## Your objective
Every record should be written out exactly, with the pictures left out.

Content starts

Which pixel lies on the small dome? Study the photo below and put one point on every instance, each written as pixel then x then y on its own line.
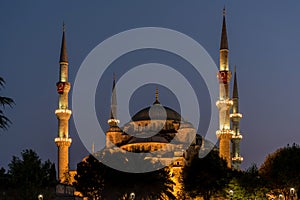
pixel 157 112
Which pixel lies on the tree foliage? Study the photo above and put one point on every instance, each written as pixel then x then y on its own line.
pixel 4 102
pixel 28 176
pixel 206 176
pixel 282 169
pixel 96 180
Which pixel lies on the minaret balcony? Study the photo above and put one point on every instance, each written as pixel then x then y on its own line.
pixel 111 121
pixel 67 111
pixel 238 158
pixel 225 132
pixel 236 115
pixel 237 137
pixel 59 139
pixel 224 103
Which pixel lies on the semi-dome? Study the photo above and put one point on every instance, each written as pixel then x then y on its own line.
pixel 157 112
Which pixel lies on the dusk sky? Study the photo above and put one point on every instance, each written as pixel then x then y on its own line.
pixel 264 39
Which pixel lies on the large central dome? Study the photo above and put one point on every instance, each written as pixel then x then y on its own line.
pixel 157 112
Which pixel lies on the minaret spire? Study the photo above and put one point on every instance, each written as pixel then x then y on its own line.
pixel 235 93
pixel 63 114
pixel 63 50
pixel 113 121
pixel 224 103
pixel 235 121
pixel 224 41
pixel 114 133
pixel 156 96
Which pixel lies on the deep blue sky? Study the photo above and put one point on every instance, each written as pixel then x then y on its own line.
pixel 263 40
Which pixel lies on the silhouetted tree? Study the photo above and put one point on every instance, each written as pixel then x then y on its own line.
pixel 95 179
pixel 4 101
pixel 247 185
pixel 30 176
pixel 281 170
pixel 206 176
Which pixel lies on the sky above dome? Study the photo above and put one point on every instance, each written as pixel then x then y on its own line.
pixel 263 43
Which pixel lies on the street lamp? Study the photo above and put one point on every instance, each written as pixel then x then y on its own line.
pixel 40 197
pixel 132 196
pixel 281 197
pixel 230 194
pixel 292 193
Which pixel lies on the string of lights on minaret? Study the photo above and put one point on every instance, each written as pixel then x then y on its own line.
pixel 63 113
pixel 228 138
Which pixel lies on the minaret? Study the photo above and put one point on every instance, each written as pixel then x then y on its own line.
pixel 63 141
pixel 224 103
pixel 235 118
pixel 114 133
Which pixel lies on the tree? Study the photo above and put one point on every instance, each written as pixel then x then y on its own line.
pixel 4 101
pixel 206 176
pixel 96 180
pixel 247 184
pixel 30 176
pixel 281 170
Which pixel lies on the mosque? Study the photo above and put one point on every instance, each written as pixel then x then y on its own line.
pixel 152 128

Content ends

## Output below
Which pixel lies on the small dome? Study the photo below and put one point on every instance, each written as pixel then x then y on its own line.
pixel 157 112
Which pixel lies on the tree foliage? Study the photo above and put one point on every instance, each written as pixel then x then y on its own line.
pixel 4 102
pixel 28 176
pixel 206 176
pixel 282 169
pixel 96 180
Which pixel lies on the minaret balcony? Study the photo above and put one point on every instance, each written as pixel then x then y on its own line.
pixel 111 121
pixel 67 111
pixel 238 158
pixel 225 132
pixel 236 115
pixel 237 137
pixel 59 139
pixel 224 103
Which pixel lies on the semi-dome? Study the photo above and put one point on every instance, each written as pixel then x then y on its own line.
pixel 157 112
Which pixel lies on the dusk sky? Study the photo above and put one point on every instance, each written as pixel then x then y on its own line.
pixel 264 39
Which pixel lies on the large central dome? Study the photo above and put one point on every instance, each written as pixel then x then y on its own line.
pixel 157 112
Which pixel lies on the minaret spire? Study the photo above and put one point on every instance, each written as pixel then x then y on its own line.
pixel 235 93
pixel 63 114
pixel 63 50
pixel 113 121
pixel 224 103
pixel 235 121
pixel 224 41
pixel 114 133
pixel 156 96
Which pixel lies on the deep blue sky? Study the photo above and put one point on every instance, each written as pixel then x then y on its own line.
pixel 263 40
Which pixel lies on the silhouetted tree? Study the photo above and put one point on every instance, each written as pixel then x then y on its own line.
pixel 95 179
pixel 4 101
pixel 247 185
pixel 30 176
pixel 281 170
pixel 206 176
Which pixel lies on the sky above dome? Study the photo above and put one point on every instance, each written as pixel then x then y on its own line.
pixel 263 43
Which pixel lies on the street lamp? Study the photo above and put one point on every instance, each written as pixel then x then y on its own line.
pixel 40 197
pixel 132 196
pixel 281 197
pixel 230 194
pixel 292 193
Which pixel lies on the string of lights on minaret? Study the photo above and put one point on every instance, each written as pixel then x then y on its own line.
pixel 63 113
pixel 228 138
Which pixel lies on the minaret? Study the photo above and put one point on every instance, each written as pixel then x then y on its own line.
pixel 63 141
pixel 224 103
pixel 235 118
pixel 114 133
Which pixel lies on the tree? Study the photo above and put one point on every instance, each written as pixel then x then y on its own line.
pixel 4 101
pixel 206 176
pixel 96 180
pixel 247 184
pixel 30 176
pixel 281 170
Which pixel lies on the mosque? Study the photo above and put one point on every instance, each written as pixel then x then y on its own line.
pixel 152 128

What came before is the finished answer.